§ RAW DATA:
------------------------------------------------------------

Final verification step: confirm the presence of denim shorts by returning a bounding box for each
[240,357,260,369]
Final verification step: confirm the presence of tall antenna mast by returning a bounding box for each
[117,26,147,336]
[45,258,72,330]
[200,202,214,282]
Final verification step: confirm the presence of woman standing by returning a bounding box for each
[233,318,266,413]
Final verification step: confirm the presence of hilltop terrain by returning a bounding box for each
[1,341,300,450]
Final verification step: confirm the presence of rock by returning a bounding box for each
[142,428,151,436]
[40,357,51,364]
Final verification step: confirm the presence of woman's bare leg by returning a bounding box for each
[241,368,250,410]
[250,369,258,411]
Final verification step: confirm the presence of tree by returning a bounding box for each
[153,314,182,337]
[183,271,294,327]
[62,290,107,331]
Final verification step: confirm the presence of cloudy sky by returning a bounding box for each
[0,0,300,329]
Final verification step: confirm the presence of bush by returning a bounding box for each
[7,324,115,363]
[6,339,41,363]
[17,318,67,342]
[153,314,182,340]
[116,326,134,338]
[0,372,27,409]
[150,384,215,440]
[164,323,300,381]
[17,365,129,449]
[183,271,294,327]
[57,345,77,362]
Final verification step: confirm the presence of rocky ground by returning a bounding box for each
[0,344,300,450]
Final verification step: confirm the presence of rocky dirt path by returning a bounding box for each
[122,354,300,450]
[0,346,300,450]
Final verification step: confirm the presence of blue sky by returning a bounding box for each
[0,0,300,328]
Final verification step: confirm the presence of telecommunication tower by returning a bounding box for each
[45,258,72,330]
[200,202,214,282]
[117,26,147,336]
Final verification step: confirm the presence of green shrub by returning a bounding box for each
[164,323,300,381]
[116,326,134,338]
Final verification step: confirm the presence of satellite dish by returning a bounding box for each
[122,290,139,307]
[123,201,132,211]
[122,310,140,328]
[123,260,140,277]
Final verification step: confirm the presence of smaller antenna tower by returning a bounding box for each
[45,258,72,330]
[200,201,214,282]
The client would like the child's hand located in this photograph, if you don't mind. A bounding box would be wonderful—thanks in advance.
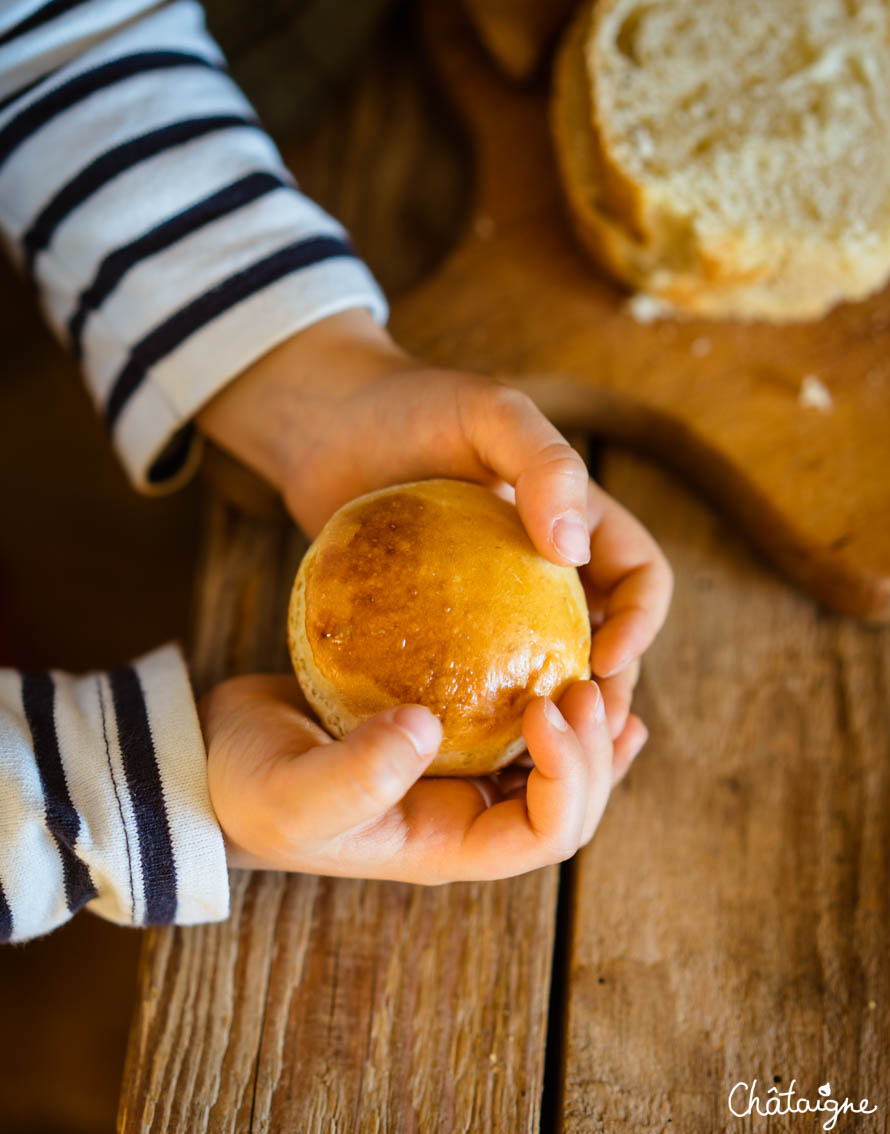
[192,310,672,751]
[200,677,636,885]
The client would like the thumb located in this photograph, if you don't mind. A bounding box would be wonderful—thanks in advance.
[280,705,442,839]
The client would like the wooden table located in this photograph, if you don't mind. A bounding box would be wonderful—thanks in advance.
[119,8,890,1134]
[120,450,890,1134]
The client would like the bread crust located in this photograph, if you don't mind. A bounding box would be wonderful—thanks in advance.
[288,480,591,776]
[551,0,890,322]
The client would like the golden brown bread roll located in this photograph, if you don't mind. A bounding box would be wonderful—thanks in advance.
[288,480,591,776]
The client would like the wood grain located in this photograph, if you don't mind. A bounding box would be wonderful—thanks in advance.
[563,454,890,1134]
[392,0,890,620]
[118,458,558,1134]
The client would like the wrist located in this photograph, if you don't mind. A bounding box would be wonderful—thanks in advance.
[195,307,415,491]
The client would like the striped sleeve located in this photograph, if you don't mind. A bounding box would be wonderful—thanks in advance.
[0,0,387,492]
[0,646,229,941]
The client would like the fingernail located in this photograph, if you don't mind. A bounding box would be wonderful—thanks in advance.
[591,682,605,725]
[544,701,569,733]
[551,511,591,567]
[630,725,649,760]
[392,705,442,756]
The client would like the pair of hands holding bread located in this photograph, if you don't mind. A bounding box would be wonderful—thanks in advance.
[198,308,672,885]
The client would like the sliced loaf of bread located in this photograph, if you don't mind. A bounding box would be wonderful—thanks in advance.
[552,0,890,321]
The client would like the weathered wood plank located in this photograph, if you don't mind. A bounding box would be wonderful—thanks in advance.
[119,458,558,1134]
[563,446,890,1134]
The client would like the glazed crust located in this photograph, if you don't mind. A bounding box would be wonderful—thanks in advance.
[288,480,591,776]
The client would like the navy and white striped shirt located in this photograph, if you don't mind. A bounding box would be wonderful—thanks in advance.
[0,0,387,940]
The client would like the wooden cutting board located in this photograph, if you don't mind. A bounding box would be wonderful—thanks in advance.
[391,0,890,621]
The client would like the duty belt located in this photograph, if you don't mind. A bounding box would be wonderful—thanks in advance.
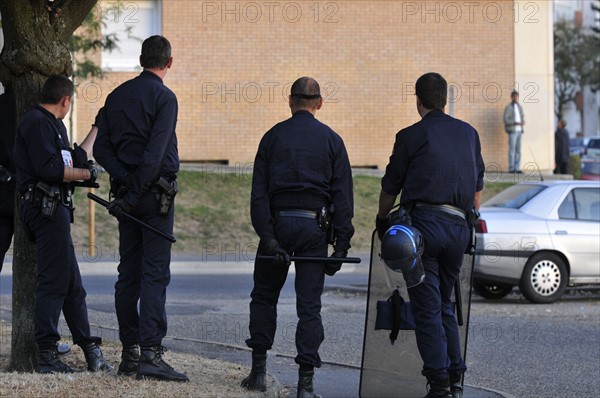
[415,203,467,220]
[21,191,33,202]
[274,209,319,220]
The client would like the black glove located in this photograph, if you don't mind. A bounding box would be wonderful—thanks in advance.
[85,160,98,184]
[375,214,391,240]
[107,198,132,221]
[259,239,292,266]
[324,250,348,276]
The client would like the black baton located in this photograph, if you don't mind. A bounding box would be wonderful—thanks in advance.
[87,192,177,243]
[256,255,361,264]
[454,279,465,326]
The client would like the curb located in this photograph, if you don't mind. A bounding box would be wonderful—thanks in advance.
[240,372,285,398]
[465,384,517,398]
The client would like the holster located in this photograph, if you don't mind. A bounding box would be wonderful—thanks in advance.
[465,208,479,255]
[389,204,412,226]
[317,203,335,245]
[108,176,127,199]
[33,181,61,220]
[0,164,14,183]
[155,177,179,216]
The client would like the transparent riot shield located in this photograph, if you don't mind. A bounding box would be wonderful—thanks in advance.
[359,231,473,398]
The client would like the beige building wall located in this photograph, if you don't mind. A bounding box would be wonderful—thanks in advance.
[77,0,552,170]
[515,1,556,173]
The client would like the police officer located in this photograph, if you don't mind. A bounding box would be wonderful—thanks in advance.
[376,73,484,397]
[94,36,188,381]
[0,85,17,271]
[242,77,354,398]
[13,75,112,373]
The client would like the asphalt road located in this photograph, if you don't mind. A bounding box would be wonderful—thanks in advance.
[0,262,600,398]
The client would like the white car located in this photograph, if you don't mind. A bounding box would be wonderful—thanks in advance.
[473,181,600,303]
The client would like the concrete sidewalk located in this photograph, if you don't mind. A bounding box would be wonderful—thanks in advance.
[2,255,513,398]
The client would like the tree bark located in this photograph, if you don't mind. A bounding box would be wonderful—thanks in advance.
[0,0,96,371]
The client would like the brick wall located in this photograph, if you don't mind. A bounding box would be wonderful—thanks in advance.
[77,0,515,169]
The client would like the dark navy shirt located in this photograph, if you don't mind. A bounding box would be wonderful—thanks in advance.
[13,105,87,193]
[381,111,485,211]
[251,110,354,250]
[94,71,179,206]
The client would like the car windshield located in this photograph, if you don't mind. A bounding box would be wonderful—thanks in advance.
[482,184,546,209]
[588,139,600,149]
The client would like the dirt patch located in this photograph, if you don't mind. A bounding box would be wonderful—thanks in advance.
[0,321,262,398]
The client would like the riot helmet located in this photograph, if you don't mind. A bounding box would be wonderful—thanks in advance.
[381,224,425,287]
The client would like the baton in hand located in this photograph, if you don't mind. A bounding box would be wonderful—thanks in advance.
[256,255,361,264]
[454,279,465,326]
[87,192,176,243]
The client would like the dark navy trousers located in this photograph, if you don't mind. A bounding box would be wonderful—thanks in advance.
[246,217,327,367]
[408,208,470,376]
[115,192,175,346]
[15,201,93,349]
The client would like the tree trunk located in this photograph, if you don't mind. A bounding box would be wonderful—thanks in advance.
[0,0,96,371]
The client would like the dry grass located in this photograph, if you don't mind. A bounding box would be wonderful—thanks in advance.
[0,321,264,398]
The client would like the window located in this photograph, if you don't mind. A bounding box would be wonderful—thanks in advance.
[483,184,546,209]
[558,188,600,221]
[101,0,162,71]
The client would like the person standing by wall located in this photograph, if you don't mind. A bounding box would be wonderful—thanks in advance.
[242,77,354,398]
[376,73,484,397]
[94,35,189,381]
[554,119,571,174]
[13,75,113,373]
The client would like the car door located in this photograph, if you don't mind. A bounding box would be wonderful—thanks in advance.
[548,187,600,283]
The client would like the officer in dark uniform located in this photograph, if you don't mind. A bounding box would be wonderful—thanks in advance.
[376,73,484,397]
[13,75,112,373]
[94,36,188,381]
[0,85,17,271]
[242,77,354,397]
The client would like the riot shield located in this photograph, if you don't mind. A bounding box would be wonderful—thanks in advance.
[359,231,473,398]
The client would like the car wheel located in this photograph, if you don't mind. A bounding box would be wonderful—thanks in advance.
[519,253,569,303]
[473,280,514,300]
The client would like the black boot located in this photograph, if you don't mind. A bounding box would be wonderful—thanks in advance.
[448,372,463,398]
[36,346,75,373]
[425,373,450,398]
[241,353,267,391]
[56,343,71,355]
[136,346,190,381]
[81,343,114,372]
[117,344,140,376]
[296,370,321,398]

------------------------------------------------------------

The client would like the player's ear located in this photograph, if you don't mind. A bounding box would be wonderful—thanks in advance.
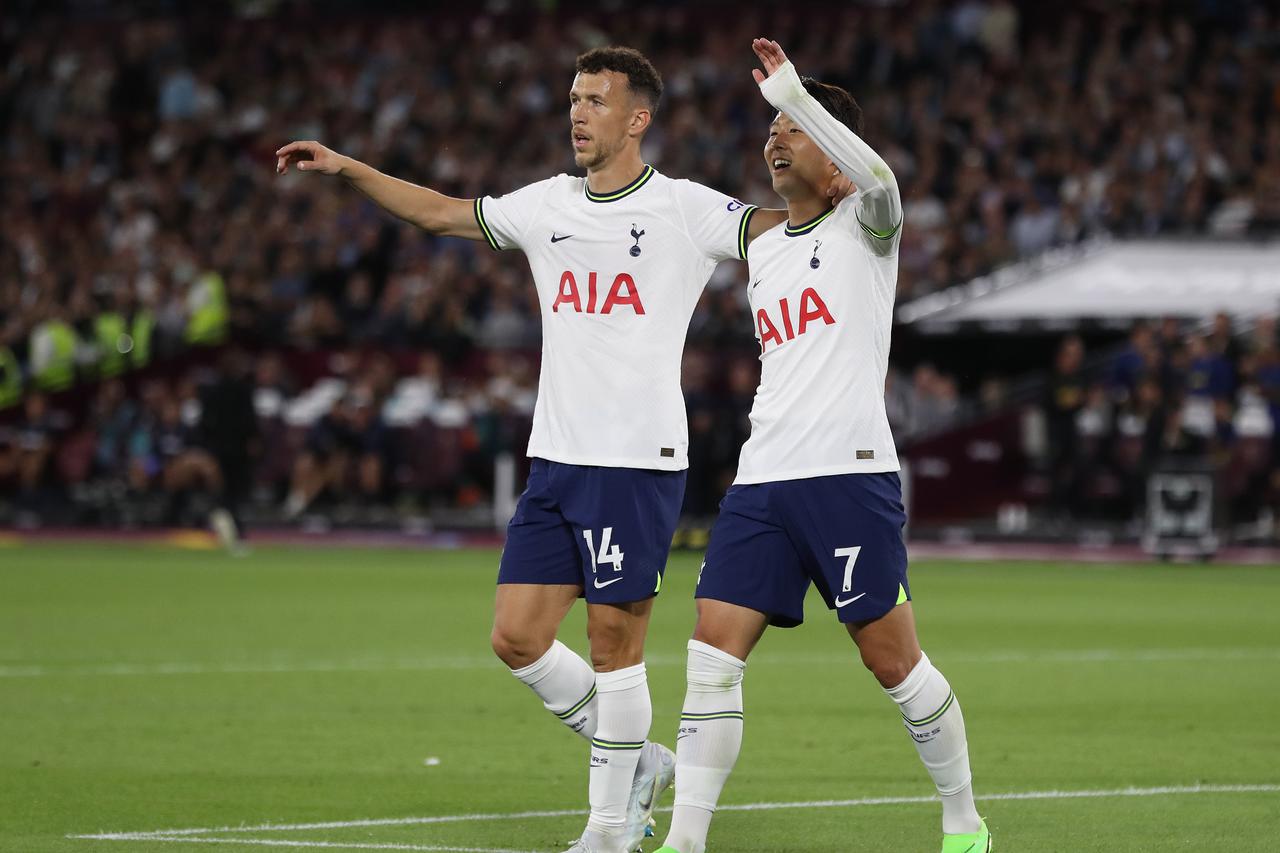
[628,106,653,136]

------------------------------------------------------------

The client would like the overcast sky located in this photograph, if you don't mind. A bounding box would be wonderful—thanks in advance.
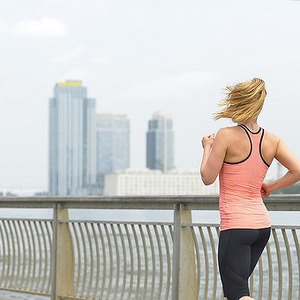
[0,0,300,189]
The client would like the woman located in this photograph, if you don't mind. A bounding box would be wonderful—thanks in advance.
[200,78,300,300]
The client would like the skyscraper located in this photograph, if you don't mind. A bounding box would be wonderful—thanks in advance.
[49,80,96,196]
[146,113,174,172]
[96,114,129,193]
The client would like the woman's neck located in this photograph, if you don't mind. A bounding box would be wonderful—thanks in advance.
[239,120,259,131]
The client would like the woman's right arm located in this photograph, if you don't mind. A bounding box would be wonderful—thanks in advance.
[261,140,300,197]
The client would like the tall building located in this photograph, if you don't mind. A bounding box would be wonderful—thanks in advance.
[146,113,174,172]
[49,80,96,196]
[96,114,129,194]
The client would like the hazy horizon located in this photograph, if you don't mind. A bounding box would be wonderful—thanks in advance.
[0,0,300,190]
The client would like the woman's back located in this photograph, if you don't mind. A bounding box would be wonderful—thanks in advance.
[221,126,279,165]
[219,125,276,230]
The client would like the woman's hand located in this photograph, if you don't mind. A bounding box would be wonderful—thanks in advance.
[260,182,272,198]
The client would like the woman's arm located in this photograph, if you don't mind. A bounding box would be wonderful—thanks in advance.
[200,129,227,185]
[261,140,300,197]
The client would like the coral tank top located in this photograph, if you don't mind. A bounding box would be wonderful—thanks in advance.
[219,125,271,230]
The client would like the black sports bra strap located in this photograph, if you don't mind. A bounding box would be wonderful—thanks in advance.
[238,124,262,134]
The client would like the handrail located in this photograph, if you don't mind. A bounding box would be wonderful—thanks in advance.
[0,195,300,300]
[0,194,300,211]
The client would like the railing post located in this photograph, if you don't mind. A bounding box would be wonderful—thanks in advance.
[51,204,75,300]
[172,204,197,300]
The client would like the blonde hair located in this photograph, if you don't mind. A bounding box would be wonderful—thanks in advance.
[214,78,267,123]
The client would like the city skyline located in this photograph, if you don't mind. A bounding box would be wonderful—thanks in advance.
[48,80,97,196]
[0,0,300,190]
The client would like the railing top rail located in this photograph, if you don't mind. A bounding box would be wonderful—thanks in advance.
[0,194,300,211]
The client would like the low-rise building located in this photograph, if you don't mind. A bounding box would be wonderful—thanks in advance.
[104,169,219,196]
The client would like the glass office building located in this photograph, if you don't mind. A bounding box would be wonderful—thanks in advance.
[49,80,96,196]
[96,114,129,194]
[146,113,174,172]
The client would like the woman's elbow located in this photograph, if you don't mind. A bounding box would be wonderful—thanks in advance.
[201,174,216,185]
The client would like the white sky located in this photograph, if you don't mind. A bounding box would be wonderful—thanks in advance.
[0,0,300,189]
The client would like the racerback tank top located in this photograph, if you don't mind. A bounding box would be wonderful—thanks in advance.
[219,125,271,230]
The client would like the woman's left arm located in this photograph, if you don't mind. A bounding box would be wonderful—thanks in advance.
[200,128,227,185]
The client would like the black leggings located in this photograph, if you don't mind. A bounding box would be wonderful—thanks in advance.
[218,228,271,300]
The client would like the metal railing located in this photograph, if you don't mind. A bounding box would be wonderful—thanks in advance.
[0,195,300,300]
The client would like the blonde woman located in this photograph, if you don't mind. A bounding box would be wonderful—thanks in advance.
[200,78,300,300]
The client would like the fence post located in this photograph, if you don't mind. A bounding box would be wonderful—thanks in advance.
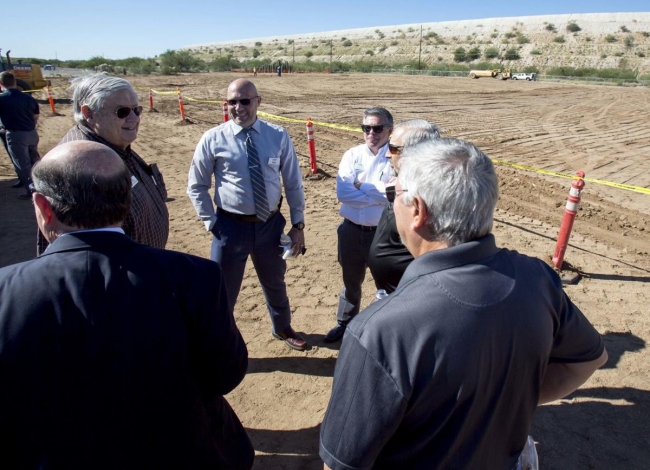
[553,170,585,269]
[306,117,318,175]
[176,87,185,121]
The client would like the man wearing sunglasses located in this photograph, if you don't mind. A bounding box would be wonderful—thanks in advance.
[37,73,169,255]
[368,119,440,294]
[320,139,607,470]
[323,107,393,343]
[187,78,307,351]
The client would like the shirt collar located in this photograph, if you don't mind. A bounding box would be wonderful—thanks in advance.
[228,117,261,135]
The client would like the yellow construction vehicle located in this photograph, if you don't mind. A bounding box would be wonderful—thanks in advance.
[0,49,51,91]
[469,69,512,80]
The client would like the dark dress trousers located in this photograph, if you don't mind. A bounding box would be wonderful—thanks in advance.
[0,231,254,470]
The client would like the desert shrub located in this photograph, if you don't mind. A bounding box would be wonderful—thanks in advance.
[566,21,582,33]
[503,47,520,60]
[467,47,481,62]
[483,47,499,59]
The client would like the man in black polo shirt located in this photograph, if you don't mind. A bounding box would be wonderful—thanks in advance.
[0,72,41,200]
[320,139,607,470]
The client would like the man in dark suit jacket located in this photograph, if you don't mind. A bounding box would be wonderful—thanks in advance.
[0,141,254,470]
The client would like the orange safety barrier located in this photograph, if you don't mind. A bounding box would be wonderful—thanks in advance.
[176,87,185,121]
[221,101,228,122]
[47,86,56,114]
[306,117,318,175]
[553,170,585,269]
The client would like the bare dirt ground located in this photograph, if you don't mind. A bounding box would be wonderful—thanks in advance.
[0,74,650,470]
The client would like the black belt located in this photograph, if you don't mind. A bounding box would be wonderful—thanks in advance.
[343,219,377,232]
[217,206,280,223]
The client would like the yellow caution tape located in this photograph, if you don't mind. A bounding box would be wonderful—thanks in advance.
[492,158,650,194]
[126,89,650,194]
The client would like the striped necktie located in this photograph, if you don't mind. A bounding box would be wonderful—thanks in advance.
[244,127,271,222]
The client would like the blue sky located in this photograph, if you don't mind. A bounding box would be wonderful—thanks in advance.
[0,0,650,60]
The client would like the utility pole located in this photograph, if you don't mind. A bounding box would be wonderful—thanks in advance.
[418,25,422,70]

------------------------------------------------------------

§ CHALLENGE: Gather every line of the material above that contains the word "yellow", and copy each of those lines in full.

§ RESULT OF THE TASK:
The client would like the yellow construction vehicle located in this photograph, if you don't mind. A bounding box would be wonderful—thanks in advance.
The client would like the yellow caution tape located in this photograph, if you don't mind. A bounding box would be wonderful—thanks in advance.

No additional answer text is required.